# OBJECTIVE
From the text about the Duckmanton Hotel below, reproduce word for word the stretch from "To the south" through "quest for coal.".

# SELECTED TEXT
23 March 2014

Background

Another view of "The Duckmanton Hotel"
To the south east of Sheffield, there are many reminders of what was once the North East Derbyshire coalfield. There were many profitable pits and around them hard-working communities clustered. Humble rows of cottages were built for mining families and there were churches, corner shops and pubs. About them grew slag heaps - waste material drawn from the bowels of the earth in the quest for coal.

Margaret Thatcher and her merry men decimated Britain's coal industry in the mid nineteen eighties. They were determined, at all costs, to crush the country's most powerful trade union - the National Union of Mineworkers headed by Arthur Scargill. Where once there were bustling mining villages there are now memorials, country parks, industrial estates or landscaped hillocks which cleverly disguise the black waste beneath. Sometimes you see methane vents which continue to release poisonous gases from old coal workings.

On my mother's side of the family, my grandfather and great grandfather were both coal miners - not in North East Derbyshire but in the South Yorkshire coalfield a few miles further north. Mum would often wash my great-grandfather's back when he returned from work to sit exhausted in an old tin bath by the fireplace. Consequently, I feel an allegiance to coal mining communities and shared the anger they felt when Thatcher wielded her vengeful axe. Afterwards, Britain imported coal from Poland or further afield to keep our power stations producing the energy that has created  and sustains our modern world.

On Friday, after planning another long walk, I drove to  a place I had never been before - Duckmanton in the heart of North East Derbyshire and there I noticed the monumental "Duckmanton Hotel" in the very heart of the village. Once it would have served whole shifts of thirsty miners. It would have been the very epicentre of community life with associated sports clubs and showbiz "turns" on Saturday nights. Now its very future as a pub is hanging by a thread and if I return in a year or two I bet it will have either been demolished or turned into apartments - something like that.

# ENTRIES PROVIDED
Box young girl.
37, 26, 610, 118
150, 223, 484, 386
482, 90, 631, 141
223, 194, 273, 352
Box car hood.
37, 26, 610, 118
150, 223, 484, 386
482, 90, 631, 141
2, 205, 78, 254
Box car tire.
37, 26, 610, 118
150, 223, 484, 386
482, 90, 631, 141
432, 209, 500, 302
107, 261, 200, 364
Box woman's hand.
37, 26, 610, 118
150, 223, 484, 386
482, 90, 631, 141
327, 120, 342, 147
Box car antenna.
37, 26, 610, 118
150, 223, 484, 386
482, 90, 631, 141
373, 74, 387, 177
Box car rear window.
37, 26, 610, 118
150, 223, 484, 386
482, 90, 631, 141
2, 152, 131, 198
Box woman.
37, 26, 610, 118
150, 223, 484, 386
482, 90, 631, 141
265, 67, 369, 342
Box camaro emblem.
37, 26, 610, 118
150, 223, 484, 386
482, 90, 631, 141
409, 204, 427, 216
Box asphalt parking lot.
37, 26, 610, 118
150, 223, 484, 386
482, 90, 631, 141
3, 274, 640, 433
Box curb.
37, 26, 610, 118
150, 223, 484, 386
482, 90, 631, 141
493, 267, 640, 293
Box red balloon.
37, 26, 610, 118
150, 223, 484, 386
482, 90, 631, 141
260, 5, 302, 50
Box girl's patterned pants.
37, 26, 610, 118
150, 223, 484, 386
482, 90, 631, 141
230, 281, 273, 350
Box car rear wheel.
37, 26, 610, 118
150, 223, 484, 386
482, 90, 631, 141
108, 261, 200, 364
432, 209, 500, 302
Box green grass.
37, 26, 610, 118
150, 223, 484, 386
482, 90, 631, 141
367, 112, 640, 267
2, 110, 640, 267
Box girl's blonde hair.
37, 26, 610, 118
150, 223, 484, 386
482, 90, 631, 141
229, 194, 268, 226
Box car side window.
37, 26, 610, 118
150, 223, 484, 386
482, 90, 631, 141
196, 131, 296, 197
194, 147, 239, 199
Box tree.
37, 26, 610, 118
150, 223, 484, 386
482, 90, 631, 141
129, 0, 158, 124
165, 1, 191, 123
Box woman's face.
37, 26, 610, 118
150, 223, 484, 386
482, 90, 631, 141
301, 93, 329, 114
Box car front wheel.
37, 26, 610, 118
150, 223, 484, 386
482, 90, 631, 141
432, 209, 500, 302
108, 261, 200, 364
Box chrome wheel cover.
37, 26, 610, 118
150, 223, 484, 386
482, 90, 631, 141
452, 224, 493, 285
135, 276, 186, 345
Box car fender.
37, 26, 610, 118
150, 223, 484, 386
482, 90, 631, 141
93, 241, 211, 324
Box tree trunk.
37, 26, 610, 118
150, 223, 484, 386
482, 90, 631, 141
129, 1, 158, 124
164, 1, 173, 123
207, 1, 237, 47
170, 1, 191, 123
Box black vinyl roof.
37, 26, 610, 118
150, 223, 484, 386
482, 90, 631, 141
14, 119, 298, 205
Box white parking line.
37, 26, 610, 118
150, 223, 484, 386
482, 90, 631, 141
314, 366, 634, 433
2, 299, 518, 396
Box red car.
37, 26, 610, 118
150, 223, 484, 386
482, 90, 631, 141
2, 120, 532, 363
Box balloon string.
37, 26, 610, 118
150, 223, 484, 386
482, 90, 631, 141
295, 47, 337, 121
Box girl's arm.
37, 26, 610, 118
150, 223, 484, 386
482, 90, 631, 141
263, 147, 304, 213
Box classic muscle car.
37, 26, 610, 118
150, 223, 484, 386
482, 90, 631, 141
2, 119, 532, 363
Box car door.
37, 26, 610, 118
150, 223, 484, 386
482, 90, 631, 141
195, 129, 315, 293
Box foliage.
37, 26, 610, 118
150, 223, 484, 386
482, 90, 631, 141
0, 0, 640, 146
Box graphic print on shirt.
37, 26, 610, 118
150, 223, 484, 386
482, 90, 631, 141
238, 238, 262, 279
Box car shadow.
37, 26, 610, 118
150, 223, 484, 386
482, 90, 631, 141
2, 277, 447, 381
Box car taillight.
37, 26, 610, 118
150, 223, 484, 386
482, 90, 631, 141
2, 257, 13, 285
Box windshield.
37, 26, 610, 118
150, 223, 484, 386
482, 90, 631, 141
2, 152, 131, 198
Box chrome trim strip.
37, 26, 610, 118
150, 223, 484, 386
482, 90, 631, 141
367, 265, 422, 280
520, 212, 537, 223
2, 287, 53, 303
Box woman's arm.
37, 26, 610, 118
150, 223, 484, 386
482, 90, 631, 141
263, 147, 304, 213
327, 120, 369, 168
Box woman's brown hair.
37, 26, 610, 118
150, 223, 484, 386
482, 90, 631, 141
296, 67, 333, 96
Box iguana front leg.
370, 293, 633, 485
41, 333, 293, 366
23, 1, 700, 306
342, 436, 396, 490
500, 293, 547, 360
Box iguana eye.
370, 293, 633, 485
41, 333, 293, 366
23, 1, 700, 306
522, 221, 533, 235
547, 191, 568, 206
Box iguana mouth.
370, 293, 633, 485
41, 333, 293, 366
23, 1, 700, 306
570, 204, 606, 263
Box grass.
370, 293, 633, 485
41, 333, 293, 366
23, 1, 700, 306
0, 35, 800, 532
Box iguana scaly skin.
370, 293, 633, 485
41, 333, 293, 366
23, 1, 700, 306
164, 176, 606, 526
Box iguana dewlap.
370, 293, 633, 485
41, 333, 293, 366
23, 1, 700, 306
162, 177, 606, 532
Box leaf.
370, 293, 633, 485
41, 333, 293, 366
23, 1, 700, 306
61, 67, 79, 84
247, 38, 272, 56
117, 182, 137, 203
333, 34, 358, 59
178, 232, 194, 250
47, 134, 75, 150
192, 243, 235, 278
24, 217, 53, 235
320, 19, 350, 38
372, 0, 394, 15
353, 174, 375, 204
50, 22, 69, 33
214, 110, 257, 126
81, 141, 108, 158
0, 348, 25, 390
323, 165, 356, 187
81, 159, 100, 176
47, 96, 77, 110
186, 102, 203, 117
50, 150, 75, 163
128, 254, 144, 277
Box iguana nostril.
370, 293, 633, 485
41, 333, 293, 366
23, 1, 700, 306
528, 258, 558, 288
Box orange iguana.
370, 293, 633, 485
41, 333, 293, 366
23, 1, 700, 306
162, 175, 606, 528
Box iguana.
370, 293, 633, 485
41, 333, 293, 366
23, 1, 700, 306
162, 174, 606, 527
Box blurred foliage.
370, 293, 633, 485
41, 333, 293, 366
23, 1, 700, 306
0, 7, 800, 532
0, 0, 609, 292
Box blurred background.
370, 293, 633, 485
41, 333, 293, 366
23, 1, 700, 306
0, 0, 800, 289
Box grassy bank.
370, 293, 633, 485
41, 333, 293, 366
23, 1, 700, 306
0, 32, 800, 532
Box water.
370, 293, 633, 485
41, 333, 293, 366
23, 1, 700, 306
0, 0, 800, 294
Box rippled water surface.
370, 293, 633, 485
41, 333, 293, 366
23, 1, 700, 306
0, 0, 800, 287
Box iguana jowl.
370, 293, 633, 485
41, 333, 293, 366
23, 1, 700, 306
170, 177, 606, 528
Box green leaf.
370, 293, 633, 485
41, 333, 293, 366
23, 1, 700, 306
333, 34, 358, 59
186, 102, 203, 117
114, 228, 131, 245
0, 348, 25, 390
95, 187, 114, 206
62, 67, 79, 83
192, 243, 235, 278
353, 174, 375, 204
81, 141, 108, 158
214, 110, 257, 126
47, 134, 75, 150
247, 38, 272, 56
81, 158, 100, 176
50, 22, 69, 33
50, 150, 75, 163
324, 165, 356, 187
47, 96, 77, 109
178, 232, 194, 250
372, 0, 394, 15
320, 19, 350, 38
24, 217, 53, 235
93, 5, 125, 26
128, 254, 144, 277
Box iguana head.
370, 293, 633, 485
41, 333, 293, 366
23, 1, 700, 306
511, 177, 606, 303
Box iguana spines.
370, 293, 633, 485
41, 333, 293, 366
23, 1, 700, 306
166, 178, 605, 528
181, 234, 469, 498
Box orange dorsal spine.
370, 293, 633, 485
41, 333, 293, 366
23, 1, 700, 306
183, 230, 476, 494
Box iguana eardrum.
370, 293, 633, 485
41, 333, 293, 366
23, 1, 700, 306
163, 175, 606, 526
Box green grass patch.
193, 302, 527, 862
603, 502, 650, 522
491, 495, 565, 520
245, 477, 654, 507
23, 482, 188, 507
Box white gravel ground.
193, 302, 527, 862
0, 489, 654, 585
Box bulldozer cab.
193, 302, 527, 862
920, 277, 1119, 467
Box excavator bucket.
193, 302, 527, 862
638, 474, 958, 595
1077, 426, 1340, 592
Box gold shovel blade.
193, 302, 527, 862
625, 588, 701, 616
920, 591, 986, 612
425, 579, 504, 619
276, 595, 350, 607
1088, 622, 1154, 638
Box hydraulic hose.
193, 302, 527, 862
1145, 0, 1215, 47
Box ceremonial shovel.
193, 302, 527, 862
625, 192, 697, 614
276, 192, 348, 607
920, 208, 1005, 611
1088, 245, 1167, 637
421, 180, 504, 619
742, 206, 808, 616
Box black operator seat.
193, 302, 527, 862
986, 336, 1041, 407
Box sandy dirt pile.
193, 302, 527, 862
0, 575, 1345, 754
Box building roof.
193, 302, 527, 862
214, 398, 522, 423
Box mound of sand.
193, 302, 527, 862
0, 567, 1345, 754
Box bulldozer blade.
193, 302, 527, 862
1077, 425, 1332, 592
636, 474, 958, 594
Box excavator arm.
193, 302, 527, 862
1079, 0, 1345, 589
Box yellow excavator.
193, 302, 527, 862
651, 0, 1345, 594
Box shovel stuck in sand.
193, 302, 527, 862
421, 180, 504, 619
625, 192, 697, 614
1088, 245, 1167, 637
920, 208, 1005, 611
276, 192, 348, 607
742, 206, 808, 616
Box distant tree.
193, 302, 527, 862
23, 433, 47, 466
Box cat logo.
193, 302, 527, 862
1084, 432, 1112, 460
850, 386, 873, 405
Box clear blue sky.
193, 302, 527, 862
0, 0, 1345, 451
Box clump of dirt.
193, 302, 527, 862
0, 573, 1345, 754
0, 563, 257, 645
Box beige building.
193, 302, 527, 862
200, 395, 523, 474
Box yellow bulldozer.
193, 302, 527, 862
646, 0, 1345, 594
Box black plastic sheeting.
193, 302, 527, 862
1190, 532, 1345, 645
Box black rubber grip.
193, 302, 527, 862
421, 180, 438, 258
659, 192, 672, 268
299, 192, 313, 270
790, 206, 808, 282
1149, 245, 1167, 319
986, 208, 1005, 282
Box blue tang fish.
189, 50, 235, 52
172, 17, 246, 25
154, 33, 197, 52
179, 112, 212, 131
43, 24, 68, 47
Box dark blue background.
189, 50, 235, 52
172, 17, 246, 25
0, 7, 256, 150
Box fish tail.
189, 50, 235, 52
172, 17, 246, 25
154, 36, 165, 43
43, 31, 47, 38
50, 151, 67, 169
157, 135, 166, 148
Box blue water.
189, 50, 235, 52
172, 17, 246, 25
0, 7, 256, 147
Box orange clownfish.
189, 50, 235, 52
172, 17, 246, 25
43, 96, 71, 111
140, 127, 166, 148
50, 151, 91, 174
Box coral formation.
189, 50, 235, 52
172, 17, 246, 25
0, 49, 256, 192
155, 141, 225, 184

# RESPONSE TO THE TASK
To the south east of Sheffield, there are many reminders of what was once the North East Derbyshire coalfield. There were many profitable pits and around them hard-working communities clustered. Humble rows of cottages were built for mining families and there were churches, corner shops and pubs. About them grew slag heaps - waste material drawn from the bowels of the earth in the quest for coal.